▶ **WHAT TO PRODUCE**: Can you gather every line of the entries below that contains the string "positive", treating uppercase and lowercase as different?

▶ **RECORDED INFORMATION**:
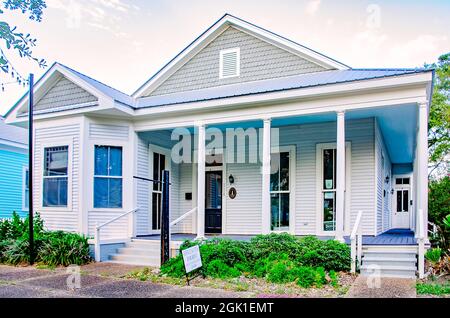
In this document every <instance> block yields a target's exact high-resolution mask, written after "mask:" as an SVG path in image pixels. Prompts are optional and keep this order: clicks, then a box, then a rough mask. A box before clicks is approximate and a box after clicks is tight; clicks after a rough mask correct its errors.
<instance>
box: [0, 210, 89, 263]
mask: <svg viewBox="0 0 450 318" xmlns="http://www.w3.org/2000/svg"><path fill="white" fill-rule="evenodd" d="M28 224H29V219H28V218H26V219H21V218H20V217H19V216H18V214H17V213H13V216H12V218H11V219H5V220H2V221H0V262H3V263H8V264H13V265H17V264H20V263H26V262H29V252H30V251H29V232H28V227H29V226H28ZM33 224H34V255H35V256H36V257H35V261H36V262H38V263H39V262H40V263H42V264H45V265H49V266H57V265H63V266H68V265H71V264H75V265H82V264H86V263H88V262H89V261H90V256H89V244H88V241H87V238H86V237H84V236H82V235H79V234H75V233H66V232H62V231H57V232H51V231H46V230H45V229H44V222H43V220H42V219H41V217H40V215H39V213H36V214H35V216H34V218H33Z"/></svg>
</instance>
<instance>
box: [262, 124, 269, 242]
mask: <svg viewBox="0 0 450 318" xmlns="http://www.w3.org/2000/svg"><path fill="white" fill-rule="evenodd" d="M270 129H271V120H270V119H264V128H263V151H262V164H263V165H262V189H261V191H262V207H261V211H262V216H261V233H262V234H268V233H270Z"/></svg>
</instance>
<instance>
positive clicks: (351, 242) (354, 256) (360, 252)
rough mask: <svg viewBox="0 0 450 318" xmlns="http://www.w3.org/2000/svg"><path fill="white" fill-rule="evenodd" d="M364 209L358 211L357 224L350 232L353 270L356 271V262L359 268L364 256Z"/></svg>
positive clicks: (351, 257) (350, 242)
mask: <svg viewBox="0 0 450 318" xmlns="http://www.w3.org/2000/svg"><path fill="white" fill-rule="evenodd" d="M362 213H363V211H358V215H357V216H356V220H355V224H354V225H353V229H352V233H351V234H350V244H351V250H350V251H351V252H350V253H351V259H352V263H351V266H350V267H351V272H352V273H355V272H356V262H358V268H359V267H360V266H361V258H362V228H361V220H362Z"/></svg>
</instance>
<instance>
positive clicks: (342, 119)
mask: <svg viewBox="0 0 450 318" xmlns="http://www.w3.org/2000/svg"><path fill="white" fill-rule="evenodd" d="M344 199H345V112H344V111H339V112H337V137H336V234H335V239H336V240H338V241H341V242H343V241H344V210H345V201H344Z"/></svg>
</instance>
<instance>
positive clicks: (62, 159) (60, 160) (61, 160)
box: [42, 146, 69, 207]
mask: <svg viewBox="0 0 450 318" xmlns="http://www.w3.org/2000/svg"><path fill="white" fill-rule="evenodd" d="M68 159H69V146H60V147H49V148H44V176H43V178H44V186H43V202H42V204H43V206H44V207H67V178H68Z"/></svg>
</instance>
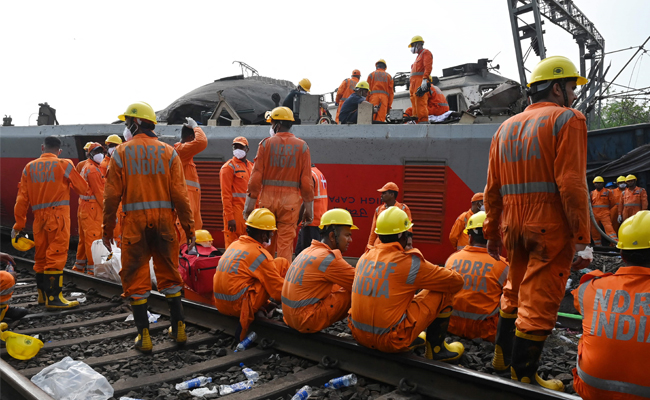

▶ **EXERCISE OUTPUT**:
positive clicks: (351, 242) (354, 256) (360, 252)
positive clicks: (351, 257) (350, 242)
positive clicks: (342, 119)
positive clicks: (62, 159) (60, 160) (61, 160)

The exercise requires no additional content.